Entries taken from a collection
####################

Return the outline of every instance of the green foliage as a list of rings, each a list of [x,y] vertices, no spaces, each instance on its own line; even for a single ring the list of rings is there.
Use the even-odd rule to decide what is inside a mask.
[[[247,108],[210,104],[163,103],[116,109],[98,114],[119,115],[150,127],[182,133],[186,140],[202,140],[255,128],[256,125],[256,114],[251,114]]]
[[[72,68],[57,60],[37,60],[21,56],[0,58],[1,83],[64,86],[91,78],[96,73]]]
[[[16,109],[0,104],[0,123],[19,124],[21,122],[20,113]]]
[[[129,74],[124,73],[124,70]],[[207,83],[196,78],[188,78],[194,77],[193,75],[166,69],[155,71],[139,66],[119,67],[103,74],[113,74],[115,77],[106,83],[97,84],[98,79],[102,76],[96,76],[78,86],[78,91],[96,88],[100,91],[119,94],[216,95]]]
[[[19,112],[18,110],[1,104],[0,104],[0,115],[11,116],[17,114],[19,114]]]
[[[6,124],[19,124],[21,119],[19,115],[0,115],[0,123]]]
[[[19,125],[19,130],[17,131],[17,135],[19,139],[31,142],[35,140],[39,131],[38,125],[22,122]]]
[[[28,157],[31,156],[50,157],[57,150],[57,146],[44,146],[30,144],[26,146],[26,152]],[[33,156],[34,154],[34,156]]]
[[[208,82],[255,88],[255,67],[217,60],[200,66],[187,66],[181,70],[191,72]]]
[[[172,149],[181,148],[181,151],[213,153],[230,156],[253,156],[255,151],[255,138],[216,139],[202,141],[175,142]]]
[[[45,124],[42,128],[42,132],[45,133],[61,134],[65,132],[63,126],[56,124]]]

####################

● What to produce
Return every entry above again, unchanged and character for character.

● Reply to the exercise
Return the outline of every instance of the green foliage as a list of rings, each a list of [x,y] vertices, no spaces, each instance on its own line; even for a single ring the list of rings is there.
Use the even-odd rule to decide what is inside a mask.
[[[247,108],[210,104],[163,103],[116,109],[98,114],[119,115],[150,127],[182,133],[186,140],[202,140],[255,128],[256,125],[256,114],[251,114]]]
[[[72,68],[57,60],[37,60],[21,56],[0,58],[1,83],[64,86],[91,78],[96,73]]]
[[[16,109],[0,104],[0,123],[19,124],[21,122],[20,113]]]
[[[129,74],[124,73],[124,70]],[[207,83],[196,78],[188,78],[194,77],[193,75],[166,69],[155,71],[139,66],[119,67],[103,74],[113,74],[115,77],[106,83],[97,84],[98,79],[102,76],[96,76],[78,86],[78,91],[96,88],[100,91],[119,94],[216,95]]]
[[[19,112],[18,110],[1,104],[0,104],[0,115],[11,116],[17,114],[19,114]]]
[[[6,124],[19,124],[21,119],[19,115],[0,115],[0,123]]]
[[[19,125],[19,130],[17,131],[17,135],[19,139],[31,142],[35,140],[39,131],[38,125],[22,122]]]
[[[28,157],[31,156],[50,157],[57,150],[57,146],[44,146],[30,144],[26,146],[26,152]],[[33,156],[34,154],[34,156]]]
[[[208,82],[255,88],[255,67],[217,60],[200,66],[187,66],[181,70],[191,72]]]
[[[172,149],[181,148],[181,151],[213,153],[230,156],[253,156],[255,151],[255,138],[216,139],[202,141],[175,142]]]
[[[45,124],[42,128],[42,132],[45,133],[61,134],[65,132],[63,126],[56,124]]]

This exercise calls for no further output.